The article focuses on utilizing Big Data to solve cardiovascular diseases and mentions the challenges of practically approaching it.
# (1) Missing data: It is due to the data being omitted by clinicians, considering it unnecessary, patient refusal, disagreeing with data collection, and unsolvable missing data. As a result, there is less than 10% manageable missing data, 10-60% unmanageable missing data giving different results among methods, and 60% of missing data does not have a valid statistical solution.
The paper mentioned different solutions: (a) Complete-case analysis, (b) Available-case analysis, (c) Imputation techniques, (d) Mixed effects regression models, (e) Generalized estimating equations, (f) Pattern mixture models and selection models.
In addition to that, my suggestion for this missing issue is that data fields should be validated during the process of submitting if the data collected is aimed at further research. There should also be a beneficial program for the patients such as providing a monthly lucky draw.
# (2) Selection Bias: As the patients differ in their geographic profiles, insurance coverage, and medical history, this results in different variable distributions in different treatment groups. Consequently, a large volume of data no longer ensures a representative sample, preventing making any valid inference, and generating several false positive results.
The paper suggests (a) Propensity score analysis, (b) Instrumental variable analysis, (c) Mendelian randomization for genetic studies, (d) Considering results as hypothesis-generating, and (e) Validating through RCTs.
My opinion on this issue is the same as the Propensity score analysis which matches patients with similar characteristics across treatment groups to reduce bias.
# (3) Data Analysis / Training: Lack of formal trainings in informatics, coding, data analysis, large database handling, inefficient algorithms leads to this complexity, resulting suboptimal analysis and inefficient data processing.
In my opinion, this could be easily improved by providing formal training programs, and collaboration between clinicians and data scientists. Analyzing singly-handed could lead to doing the right thing in the wrong way.
# (4) Interpretation and Translational Applicability of Results: Studies being complex and not self-explanatory with poor variables description, subjective assumptions in analysis, questionable data quality could contribute to unclear conclusion and biased interpretation.
To improve the interpretation and translation applicability of results, firstly, the variables and metadata in the datasets should be consistently well-defined to make it easier to interpret or use across studies. Standardization will address this issue. Secondly, validating through independent studies should be established whether replicating the same studies confirms the same results.
# (5) Privacy and Ethical Issues: Medical servers can be targeted by cybercriminals and there could be a risk of identifying individual information. As a result, it compromises individual privacy.
The paper discusses (1) using broad consent models, (2) implementing a “social contract”, (3) continuous improvement of data security systems, and (4) balancing privacy protection with community benefits.
My concern is about balancing privacy protection with community benefits. If it aims for benefits primarily, it is open to abuse such as corruption and public manipulation. Even if there are no benefits, ethical standards, and privacy policies should not harm people.
§ §
Exercise objective ::
In the Big Data text, starting at "# (3) Data Analysis" and ending at "and biased interpretation.", switch "data scientists" to "statisticians" and write out that part again.
§ §
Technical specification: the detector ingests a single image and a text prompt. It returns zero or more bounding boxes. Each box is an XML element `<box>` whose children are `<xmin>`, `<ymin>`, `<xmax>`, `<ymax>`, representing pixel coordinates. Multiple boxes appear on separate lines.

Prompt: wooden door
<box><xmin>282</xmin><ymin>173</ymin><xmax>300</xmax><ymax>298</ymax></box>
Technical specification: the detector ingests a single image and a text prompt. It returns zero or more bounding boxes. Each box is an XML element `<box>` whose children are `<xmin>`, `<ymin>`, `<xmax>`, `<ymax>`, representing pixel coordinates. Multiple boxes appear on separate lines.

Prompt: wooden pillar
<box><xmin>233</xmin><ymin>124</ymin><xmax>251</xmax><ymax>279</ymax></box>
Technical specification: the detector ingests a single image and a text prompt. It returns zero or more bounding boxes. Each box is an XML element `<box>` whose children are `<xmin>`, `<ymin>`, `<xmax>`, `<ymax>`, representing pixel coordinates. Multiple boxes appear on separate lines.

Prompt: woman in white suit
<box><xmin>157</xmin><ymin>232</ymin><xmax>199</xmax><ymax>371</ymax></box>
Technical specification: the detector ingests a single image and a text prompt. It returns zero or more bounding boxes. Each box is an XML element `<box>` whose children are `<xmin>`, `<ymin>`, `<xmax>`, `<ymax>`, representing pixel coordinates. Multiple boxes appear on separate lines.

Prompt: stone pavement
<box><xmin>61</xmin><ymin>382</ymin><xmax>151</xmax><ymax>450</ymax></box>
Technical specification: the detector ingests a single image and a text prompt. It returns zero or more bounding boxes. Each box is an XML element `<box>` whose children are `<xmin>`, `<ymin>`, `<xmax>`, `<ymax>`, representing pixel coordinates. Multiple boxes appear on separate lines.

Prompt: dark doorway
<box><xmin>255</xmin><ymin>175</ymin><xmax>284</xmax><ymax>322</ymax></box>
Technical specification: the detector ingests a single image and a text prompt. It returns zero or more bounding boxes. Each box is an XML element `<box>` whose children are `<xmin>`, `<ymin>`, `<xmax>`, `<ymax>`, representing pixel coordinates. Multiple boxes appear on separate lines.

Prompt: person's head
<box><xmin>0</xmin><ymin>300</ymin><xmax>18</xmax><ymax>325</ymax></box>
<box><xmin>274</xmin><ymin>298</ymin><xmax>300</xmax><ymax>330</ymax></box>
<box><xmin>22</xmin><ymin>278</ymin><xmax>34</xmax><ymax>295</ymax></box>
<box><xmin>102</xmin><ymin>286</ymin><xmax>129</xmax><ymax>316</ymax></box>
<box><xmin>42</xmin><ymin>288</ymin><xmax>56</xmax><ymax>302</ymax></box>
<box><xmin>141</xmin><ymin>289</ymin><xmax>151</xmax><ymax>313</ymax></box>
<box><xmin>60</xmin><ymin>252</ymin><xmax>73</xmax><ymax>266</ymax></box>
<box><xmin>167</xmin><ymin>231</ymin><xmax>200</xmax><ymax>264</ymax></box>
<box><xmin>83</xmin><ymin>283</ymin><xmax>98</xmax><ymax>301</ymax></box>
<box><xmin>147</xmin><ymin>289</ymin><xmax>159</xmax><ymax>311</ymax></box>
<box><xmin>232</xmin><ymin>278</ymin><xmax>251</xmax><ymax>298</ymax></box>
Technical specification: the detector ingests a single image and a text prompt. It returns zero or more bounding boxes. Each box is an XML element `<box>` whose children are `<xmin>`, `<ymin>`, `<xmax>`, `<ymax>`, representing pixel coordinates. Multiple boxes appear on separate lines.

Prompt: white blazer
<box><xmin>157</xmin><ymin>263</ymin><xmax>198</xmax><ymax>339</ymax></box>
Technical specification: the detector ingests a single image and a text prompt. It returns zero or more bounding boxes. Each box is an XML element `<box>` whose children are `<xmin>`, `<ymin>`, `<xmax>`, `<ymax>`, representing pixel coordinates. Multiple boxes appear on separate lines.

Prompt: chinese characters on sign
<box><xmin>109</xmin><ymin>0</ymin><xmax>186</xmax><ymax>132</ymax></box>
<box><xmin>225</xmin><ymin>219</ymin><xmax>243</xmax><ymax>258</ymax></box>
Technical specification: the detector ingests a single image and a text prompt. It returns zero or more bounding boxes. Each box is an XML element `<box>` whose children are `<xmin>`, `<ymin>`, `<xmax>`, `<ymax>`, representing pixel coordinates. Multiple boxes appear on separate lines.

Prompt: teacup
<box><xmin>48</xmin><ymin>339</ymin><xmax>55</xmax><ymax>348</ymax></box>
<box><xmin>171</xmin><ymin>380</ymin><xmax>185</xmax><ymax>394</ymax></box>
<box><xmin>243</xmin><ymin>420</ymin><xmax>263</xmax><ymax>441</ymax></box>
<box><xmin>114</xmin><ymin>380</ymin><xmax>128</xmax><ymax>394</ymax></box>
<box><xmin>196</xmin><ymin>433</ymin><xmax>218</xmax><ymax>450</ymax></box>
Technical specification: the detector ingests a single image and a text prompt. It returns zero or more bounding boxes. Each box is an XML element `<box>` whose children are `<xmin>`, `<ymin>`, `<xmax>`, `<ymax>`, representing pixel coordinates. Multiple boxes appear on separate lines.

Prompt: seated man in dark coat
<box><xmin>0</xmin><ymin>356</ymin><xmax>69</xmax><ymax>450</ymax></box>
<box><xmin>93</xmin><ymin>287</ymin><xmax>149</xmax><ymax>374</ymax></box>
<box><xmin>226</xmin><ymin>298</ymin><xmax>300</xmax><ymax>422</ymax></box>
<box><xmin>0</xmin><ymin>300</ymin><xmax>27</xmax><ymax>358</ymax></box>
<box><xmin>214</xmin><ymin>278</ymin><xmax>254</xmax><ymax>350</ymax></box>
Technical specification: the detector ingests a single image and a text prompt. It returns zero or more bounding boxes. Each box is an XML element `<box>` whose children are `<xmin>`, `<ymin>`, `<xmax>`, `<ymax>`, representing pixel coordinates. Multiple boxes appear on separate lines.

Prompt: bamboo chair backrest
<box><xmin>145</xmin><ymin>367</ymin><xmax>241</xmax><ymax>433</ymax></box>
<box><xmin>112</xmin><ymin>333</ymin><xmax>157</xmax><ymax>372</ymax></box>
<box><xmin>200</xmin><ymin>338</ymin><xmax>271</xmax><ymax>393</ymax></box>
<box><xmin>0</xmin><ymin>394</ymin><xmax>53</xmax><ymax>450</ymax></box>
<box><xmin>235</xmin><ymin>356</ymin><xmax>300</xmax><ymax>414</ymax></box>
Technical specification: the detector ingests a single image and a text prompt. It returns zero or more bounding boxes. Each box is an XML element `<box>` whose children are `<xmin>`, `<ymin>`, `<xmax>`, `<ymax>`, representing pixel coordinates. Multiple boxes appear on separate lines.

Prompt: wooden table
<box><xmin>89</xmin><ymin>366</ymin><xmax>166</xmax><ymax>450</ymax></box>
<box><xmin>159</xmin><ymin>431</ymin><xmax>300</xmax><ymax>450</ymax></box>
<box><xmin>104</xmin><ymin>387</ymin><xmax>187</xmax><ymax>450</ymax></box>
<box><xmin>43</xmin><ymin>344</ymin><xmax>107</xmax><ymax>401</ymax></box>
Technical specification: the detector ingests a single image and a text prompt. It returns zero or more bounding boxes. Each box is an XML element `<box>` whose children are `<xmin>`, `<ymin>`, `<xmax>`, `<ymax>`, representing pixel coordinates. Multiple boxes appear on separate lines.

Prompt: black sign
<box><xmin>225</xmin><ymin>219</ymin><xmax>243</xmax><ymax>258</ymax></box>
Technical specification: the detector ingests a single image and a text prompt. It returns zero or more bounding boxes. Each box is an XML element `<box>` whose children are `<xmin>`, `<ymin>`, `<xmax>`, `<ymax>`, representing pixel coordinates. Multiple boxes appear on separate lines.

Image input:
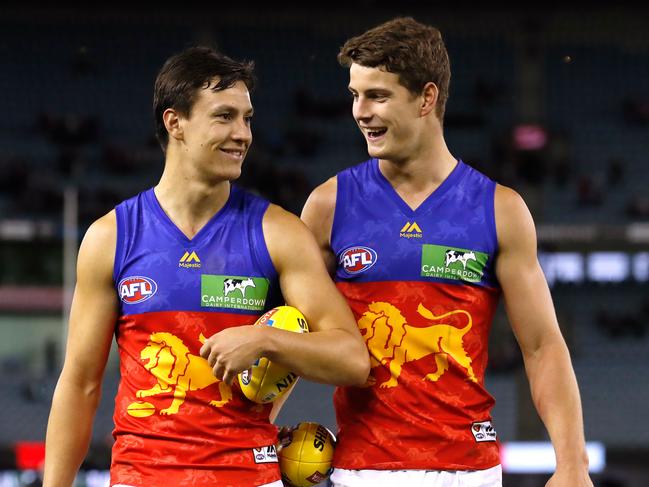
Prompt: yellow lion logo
<box><xmin>135</xmin><ymin>332</ymin><xmax>232</xmax><ymax>415</ymax></box>
<box><xmin>358</xmin><ymin>302</ymin><xmax>478</xmax><ymax>387</ymax></box>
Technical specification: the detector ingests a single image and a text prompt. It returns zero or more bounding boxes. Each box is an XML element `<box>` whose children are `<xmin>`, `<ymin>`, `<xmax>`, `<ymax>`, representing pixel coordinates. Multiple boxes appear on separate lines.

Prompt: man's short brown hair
<box><xmin>153</xmin><ymin>46</ymin><xmax>255</xmax><ymax>152</ymax></box>
<box><xmin>338</xmin><ymin>17</ymin><xmax>451</xmax><ymax>121</ymax></box>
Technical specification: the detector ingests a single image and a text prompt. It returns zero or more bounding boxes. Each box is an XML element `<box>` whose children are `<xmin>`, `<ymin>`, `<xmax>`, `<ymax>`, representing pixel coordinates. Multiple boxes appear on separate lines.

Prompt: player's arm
<box><xmin>495</xmin><ymin>186</ymin><xmax>592</xmax><ymax>487</ymax></box>
<box><xmin>301</xmin><ymin>177</ymin><xmax>338</xmax><ymax>275</ymax></box>
<box><xmin>201</xmin><ymin>205</ymin><xmax>370</xmax><ymax>385</ymax></box>
<box><xmin>43</xmin><ymin>211</ymin><xmax>117</xmax><ymax>487</ymax></box>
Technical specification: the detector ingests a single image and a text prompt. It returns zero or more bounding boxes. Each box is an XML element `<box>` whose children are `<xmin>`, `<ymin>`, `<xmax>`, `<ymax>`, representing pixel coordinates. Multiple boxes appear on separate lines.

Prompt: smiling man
<box><xmin>44</xmin><ymin>47</ymin><xmax>369</xmax><ymax>487</ymax></box>
<box><xmin>302</xmin><ymin>18</ymin><xmax>592</xmax><ymax>487</ymax></box>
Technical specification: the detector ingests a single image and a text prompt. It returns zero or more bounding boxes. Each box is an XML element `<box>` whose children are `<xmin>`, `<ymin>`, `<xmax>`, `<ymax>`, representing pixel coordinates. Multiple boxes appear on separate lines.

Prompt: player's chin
<box><xmin>367</xmin><ymin>144</ymin><xmax>390</xmax><ymax>159</ymax></box>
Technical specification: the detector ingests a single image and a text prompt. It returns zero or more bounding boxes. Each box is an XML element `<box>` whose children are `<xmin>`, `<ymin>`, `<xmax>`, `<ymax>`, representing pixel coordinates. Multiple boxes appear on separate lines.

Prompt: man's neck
<box><xmin>154</xmin><ymin>166</ymin><xmax>230</xmax><ymax>239</ymax></box>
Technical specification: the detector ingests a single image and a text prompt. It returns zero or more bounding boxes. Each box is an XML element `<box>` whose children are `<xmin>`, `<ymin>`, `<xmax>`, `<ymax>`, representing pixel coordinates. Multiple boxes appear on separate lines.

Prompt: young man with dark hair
<box><xmin>44</xmin><ymin>47</ymin><xmax>369</xmax><ymax>487</ymax></box>
<box><xmin>302</xmin><ymin>18</ymin><xmax>592</xmax><ymax>487</ymax></box>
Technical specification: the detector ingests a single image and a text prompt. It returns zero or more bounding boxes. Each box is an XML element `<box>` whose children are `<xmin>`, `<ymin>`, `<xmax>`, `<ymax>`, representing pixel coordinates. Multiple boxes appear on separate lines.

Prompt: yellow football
<box><xmin>277</xmin><ymin>422</ymin><xmax>336</xmax><ymax>487</ymax></box>
<box><xmin>239</xmin><ymin>306</ymin><xmax>309</xmax><ymax>404</ymax></box>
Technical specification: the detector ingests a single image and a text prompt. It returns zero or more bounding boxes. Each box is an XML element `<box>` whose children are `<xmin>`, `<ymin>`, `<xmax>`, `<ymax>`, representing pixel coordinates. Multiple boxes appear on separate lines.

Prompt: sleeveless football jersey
<box><xmin>331</xmin><ymin>159</ymin><xmax>500</xmax><ymax>470</ymax></box>
<box><xmin>111</xmin><ymin>186</ymin><xmax>280</xmax><ymax>487</ymax></box>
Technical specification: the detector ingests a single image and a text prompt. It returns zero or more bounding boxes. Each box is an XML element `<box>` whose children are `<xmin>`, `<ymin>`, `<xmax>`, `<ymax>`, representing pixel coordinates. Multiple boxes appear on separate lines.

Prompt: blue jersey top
<box><xmin>111</xmin><ymin>186</ymin><xmax>280</xmax><ymax>487</ymax></box>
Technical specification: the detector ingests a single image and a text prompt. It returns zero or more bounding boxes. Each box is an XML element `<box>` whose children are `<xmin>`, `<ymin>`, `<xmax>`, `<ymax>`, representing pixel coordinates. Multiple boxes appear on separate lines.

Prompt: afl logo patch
<box><xmin>338</xmin><ymin>247</ymin><xmax>377</xmax><ymax>274</ymax></box>
<box><xmin>117</xmin><ymin>276</ymin><xmax>158</xmax><ymax>304</ymax></box>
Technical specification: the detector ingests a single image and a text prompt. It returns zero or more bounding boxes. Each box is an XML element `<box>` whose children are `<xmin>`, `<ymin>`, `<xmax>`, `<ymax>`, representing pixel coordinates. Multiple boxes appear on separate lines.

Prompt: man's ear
<box><xmin>162</xmin><ymin>108</ymin><xmax>183</xmax><ymax>140</ymax></box>
<box><xmin>419</xmin><ymin>81</ymin><xmax>439</xmax><ymax>117</ymax></box>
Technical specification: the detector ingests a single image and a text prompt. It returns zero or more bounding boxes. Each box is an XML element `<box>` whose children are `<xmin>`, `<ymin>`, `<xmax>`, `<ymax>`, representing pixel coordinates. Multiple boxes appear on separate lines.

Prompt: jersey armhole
<box><xmin>250</xmin><ymin>201</ymin><xmax>277</xmax><ymax>280</ymax></box>
<box><xmin>487</xmin><ymin>181</ymin><xmax>499</xmax><ymax>255</ymax></box>
<box><xmin>329</xmin><ymin>172</ymin><xmax>347</xmax><ymax>255</ymax></box>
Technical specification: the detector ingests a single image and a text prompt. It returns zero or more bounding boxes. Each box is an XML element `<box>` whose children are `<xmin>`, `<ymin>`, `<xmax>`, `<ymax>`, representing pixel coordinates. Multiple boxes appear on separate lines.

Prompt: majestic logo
<box><xmin>117</xmin><ymin>276</ymin><xmax>158</xmax><ymax>304</ymax></box>
<box><xmin>399</xmin><ymin>222</ymin><xmax>424</xmax><ymax>238</ymax></box>
<box><xmin>471</xmin><ymin>421</ymin><xmax>496</xmax><ymax>443</ymax></box>
<box><xmin>252</xmin><ymin>445</ymin><xmax>277</xmax><ymax>463</ymax></box>
<box><xmin>178</xmin><ymin>250</ymin><xmax>201</xmax><ymax>269</ymax></box>
<box><xmin>358</xmin><ymin>301</ymin><xmax>478</xmax><ymax>388</ymax></box>
<box><xmin>223</xmin><ymin>277</ymin><xmax>255</xmax><ymax>298</ymax></box>
<box><xmin>421</xmin><ymin>244</ymin><xmax>489</xmax><ymax>282</ymax></box>
<box><xmin>338</xmin><ymin>246</ymin><xmax>377</xmax><ymax>274</ymax></box>
<box><xmin>127</xmin><ymin>332</ymin><xmax>232</xmax><ymax>417</ymax></box>
<box><xmin>201</xmin><ymin>274</ymin><xmax>269</xmax><ymax>311</ymax></box>
<box><xmin>306</xmin><ymin>470</ymin><xmax>329</xmax><ymax>484</ymax></box>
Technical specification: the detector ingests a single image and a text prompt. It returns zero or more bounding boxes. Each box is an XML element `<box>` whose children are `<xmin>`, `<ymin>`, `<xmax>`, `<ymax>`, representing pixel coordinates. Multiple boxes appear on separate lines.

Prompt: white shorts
<box><xmin>331</xmin><ymin>465</ymin><xmax>503</xmax><ymax>487</ymax></box>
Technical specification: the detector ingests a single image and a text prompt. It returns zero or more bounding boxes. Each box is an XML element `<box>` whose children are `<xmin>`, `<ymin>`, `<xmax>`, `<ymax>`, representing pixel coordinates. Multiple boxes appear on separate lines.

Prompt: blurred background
<box><xmin>0</xmin><ymin>0</ymin><xmax>649</xmax><ymax>487</ymax></box>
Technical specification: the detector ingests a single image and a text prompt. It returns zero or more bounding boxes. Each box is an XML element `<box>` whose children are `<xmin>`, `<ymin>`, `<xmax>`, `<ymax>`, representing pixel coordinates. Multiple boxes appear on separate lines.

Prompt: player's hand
<box><xmin>277</xmin><ymin>425</ymin><xmax>297</xmax><ymax>487</ymax></box>
<box><xmin>545</xmin><ymin>468</ymin><xmax>593</xmax><ymax>487</ymax></box>
<box><xmin>200</xmin><ymin>325</ymin><xmax>263</xmax><ymax>385</ymax></box>
<box><xmin>277</xmin><ymin>425</ymin><xmax>297</xmax><ymax>451</ymax></box>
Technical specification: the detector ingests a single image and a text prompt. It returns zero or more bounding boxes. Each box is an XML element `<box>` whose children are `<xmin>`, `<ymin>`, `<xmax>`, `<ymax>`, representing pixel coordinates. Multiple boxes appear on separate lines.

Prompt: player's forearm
<box><xmin>262</xmin><ymin>329</ymin><xmax>370</xmax><ymax>385</ymax></box>
<box><xmin>43</xmin><ymin>378</ymin><xmax>101</xmax><ymax>487</ymax></box>
<box><xmin>525</xmin><ymin>340</ymin><xmax>588</xmax><ymax>468</ymax></box>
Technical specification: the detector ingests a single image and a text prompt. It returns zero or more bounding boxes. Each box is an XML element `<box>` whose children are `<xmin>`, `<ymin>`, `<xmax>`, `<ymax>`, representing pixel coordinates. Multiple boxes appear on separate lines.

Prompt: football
<box><xmin>277</xmin><ymin>422</ymin><xmax>336</xmax><ymax>487</ymax></box>
<box><xmin>239</xmin><ymin>306</ymin><xmax>309</xmax><ymax>404</ymax></box>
§ §
Expected answer ::
# (3) Data Analysis / Training: Lack of formal trainings in informatics, coding, data analysis, large database handling, inefficient algorithms leads to this complexity, resulting suboptimal analysis and inefficient data processing.
In my opinion, this could be easily improved by providing formal training programs, and collaboration between clinicians and statisticians. Analyzing singly-handed could lead to doing the right thing in the wrong way.
# (4) Interpretation and Translational Applicability of Results: Studies being complex and not self-explanatory with poor variables description, subjective assumptions in analysis, questionable data quality could contribute to unclear conclusion and biased interpretation.